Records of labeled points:
▬▬▬
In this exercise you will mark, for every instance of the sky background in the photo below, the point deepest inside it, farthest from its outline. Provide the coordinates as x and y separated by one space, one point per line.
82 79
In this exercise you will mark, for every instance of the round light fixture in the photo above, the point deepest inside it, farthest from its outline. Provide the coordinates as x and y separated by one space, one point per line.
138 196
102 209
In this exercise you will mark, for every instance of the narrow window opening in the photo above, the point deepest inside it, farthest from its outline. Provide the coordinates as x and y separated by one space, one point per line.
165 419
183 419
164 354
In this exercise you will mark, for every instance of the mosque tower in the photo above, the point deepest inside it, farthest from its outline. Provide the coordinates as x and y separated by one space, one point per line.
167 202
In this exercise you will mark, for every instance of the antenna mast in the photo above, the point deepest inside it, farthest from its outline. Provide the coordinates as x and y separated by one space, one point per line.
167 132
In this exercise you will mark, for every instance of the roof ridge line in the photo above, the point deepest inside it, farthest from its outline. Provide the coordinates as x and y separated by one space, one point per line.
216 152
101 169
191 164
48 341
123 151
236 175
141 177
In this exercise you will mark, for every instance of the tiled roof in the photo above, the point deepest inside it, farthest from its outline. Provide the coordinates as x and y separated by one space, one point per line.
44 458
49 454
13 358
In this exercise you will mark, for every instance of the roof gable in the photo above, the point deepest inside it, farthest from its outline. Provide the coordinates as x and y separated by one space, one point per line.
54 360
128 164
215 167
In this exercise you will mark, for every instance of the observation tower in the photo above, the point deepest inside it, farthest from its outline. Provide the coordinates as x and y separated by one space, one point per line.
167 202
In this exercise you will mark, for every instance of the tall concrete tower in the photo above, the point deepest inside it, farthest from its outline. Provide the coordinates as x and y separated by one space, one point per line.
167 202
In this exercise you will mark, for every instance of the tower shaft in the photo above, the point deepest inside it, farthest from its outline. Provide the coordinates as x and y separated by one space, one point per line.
▬▬▬
# YOUR OBJECTIVE
Repeat exactly the lines from the line containing "of the observation" through the last line of the records above, including both, and nothing else.

# REPLY
In this exercise you will mark, for every instance of the observation tower in the photo above, the point deepest inside it, farthest from its outline. Provide the coordinates as x and y separated by one space, one point per line.
167 202
In this exercise you will mark, for every instance of the tall concrete tower in the photo above, the point deepest inside it, farthest from its outline. Provide the coordinates as x and y separated by one space, one point per line.
167 202
In this exercise you will mark, for every instance of the tower shaft in the photo above, the point deepest inside it, farthest from its outline. Provide the coordinates as x and y separated by one space, one point per line.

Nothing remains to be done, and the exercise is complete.